# [Your goal]
The word "sample" marks the lines to copy; find all of them in the entries below.

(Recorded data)
= = = = = = =
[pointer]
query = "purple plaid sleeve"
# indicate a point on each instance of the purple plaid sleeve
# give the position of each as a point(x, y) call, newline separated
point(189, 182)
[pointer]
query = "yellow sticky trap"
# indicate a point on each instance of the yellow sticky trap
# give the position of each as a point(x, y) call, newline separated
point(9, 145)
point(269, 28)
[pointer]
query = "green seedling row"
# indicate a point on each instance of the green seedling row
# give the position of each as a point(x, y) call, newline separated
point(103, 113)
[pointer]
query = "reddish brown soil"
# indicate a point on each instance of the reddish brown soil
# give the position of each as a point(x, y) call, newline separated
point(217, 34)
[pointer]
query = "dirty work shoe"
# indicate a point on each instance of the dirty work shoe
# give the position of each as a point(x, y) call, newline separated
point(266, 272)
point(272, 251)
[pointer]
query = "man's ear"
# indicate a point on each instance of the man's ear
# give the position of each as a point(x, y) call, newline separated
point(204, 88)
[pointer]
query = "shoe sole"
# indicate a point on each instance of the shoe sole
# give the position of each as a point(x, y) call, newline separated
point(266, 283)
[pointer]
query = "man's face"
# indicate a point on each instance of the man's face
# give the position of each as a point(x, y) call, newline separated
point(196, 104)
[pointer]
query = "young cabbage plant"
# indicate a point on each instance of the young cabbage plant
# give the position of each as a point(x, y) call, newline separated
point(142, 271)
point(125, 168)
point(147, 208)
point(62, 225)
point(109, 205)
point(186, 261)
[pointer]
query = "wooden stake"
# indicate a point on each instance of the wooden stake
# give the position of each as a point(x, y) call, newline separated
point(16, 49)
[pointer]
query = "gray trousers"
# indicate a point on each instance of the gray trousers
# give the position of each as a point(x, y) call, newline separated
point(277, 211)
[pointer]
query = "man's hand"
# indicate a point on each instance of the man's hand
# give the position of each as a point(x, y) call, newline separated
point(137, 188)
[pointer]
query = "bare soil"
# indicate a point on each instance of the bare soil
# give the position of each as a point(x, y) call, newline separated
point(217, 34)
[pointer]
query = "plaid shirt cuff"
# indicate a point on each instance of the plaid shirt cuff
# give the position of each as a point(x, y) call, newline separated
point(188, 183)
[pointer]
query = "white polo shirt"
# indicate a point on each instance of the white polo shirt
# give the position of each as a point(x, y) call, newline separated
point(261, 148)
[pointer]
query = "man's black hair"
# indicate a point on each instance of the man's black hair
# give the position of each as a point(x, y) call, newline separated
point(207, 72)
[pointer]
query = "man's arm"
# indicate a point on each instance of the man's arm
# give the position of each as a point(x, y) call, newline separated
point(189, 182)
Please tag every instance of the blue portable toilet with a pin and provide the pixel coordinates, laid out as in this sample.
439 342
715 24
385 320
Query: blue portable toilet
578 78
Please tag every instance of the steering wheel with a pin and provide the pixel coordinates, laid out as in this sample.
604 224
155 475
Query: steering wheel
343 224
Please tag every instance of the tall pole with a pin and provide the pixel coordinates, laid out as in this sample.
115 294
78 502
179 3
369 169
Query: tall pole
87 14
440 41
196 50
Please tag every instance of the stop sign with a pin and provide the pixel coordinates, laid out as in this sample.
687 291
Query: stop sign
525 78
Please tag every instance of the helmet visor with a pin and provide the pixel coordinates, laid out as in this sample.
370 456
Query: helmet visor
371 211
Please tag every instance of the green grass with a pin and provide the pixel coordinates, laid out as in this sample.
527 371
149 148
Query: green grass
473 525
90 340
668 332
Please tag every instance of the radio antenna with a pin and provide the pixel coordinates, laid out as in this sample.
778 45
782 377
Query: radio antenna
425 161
= = = = = = =
# [Response]
Please tag every instance of the blue portable toilet with a pin and provide the pixel coordinates, laid out as in this sample.
Please tag every instance of the steering wheel with a pin and provide the pixel coordinates, laid out as in this sample.
Please tag every instance of the tall pole with a pin and provide the pixel coordinates, laid out as in this sample.
Please tag every instance of the stop sign with a pin and provide the pixel coordinates, laid out as in this sample.
Please tag every instance of the helmet visor with a pin and provide the pixel coordinates, laid out as in this sample.
Please tag every instance of the green grass with a pin and provide the pixel coordinates, laid out as in this sample.
Please tag every instance of the radio antenna with a pin and provide the pixel coordinates, laid out as in this sample.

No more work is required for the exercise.